[Document text — start]

Arbuscular mycorrhizal fungi

AMF are obligate biotrophs and form an excellent symbiotic relationship with the plant roots by penetrating the cell walls and cell membranes via extraradical and intraradical hyphae, thus radically improving the nutrient transport system of plants (Bowles et al., 2016; Jiang et al., 2017). Moreover, AMF improve the soil texture, nutrient cycling, and nutrient uptake (N, P, and K) of plants and also improve plant tolerance to biotic/abiotic stresses (Oliveira et al., 2017a,b). Glomalin is a proteinaceous product, produced by AMF, involved in soil aggregation and elevation of soil water holding capacity under stressed and unstressed conditions (Sharma et al., 2017).

[Document text — finish]
[Provided information — start]

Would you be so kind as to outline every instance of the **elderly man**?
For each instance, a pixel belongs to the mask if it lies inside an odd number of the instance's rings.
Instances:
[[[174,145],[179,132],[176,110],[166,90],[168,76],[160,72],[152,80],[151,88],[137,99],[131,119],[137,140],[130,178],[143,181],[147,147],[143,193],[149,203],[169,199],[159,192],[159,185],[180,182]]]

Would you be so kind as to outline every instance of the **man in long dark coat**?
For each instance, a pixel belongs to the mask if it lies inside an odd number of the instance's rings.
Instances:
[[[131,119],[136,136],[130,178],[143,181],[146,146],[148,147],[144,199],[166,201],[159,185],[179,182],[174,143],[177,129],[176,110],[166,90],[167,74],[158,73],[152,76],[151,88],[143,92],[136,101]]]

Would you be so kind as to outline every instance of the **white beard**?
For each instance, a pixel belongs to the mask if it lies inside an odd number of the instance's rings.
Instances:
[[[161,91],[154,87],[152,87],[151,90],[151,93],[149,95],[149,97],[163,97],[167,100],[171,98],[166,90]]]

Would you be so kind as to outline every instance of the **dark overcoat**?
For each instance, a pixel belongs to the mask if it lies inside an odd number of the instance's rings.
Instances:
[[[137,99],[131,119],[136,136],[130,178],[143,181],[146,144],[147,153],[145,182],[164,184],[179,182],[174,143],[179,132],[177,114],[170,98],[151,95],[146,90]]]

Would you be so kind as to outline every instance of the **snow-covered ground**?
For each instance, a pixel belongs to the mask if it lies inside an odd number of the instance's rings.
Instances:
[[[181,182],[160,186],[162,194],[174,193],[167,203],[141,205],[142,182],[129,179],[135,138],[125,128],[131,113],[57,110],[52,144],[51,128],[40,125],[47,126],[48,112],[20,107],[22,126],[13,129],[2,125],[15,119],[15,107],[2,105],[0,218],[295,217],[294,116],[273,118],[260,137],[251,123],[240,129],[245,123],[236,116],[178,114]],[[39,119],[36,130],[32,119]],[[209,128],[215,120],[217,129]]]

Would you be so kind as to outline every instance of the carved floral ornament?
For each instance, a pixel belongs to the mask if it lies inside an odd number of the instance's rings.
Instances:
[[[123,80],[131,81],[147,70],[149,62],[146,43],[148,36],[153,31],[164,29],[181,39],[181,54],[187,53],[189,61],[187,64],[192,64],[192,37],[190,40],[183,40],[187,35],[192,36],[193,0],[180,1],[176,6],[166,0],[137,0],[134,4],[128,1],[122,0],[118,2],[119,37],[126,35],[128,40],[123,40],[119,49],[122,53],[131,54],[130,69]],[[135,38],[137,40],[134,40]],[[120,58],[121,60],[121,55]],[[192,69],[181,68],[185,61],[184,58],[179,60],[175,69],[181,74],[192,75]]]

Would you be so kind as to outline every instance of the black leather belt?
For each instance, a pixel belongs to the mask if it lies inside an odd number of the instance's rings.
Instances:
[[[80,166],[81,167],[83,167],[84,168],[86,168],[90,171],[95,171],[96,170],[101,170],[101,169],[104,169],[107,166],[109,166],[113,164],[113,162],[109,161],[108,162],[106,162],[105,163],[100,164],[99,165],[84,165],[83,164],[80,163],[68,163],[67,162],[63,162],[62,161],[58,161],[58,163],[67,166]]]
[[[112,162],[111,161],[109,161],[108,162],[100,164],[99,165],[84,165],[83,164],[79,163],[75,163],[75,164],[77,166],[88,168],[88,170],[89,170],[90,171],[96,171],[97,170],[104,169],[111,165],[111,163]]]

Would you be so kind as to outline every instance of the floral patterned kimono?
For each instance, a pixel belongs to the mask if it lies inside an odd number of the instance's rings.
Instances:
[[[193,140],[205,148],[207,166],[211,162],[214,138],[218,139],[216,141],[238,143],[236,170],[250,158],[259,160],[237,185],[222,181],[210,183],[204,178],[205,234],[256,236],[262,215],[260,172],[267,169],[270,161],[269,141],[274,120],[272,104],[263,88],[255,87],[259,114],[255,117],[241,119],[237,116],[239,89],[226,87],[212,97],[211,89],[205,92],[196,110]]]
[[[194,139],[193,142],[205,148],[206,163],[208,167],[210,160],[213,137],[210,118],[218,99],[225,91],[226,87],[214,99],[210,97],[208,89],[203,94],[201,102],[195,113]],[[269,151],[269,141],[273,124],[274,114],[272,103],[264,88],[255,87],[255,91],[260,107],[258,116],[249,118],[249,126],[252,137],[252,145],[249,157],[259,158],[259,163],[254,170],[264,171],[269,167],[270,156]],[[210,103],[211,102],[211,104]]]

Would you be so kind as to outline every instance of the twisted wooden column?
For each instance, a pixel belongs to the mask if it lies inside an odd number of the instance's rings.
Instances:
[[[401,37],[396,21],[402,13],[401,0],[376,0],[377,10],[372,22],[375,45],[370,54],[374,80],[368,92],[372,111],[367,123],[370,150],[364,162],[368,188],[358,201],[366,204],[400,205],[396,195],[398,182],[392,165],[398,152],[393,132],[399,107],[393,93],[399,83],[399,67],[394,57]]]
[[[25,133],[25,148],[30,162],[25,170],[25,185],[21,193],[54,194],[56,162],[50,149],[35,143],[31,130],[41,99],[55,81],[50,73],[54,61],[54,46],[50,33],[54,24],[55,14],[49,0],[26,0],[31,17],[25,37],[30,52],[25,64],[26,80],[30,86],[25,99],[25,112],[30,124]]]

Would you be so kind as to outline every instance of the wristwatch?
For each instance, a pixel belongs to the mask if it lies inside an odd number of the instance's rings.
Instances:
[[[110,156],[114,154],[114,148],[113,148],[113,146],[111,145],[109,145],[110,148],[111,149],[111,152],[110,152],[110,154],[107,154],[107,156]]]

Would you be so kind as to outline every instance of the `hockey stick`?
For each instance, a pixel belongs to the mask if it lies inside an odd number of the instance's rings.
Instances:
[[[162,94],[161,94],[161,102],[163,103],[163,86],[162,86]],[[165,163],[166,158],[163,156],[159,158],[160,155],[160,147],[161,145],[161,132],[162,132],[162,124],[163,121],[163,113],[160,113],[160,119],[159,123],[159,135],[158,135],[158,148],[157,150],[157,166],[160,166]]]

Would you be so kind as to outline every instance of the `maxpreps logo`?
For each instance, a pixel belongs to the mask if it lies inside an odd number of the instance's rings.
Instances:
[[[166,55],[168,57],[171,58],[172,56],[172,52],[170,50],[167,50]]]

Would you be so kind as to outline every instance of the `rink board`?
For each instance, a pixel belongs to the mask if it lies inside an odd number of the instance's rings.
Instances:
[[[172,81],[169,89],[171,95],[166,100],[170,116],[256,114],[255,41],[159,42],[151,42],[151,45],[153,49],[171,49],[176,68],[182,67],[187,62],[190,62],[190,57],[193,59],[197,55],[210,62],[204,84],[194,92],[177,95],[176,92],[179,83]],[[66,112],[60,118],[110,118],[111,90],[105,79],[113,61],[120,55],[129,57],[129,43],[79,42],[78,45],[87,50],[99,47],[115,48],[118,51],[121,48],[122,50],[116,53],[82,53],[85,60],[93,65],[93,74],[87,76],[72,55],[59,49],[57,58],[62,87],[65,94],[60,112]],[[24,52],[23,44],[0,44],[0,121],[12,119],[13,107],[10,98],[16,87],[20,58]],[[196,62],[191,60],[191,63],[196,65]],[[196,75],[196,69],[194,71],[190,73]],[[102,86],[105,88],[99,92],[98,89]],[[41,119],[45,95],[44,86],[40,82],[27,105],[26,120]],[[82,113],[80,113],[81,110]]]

[Provided information — finish]

What is being asked:
Retype the whole passage on arbuscular mycorrhizal fungi word for word. You can ignore the entries.

Written response:
Arbuscular mycorrhizal fungi

AMF are obligate biotrophs and form an excellent symbiotic relationship with the plant roots by penetrating the cell walls and cell membranes via extraradical and intraradical hyphae, thus radically improving the nutrient transport system of plants (Bowles et al., 2016; Jiang et al., 2017). Moreover, AMF improve the soil texture, nutrient cycling, and nutrient uptake (N, P, and K) of plants and also improve plant tolerance to biotic/abiotic stresses (Oliveira et al., 2017a,b). Glomalin is a proteinaceous product, produced by AMF, involved in soil aggregation and elevation of soil water holding capacity under stressed and unstressed conditions (Sharma et al., 2017).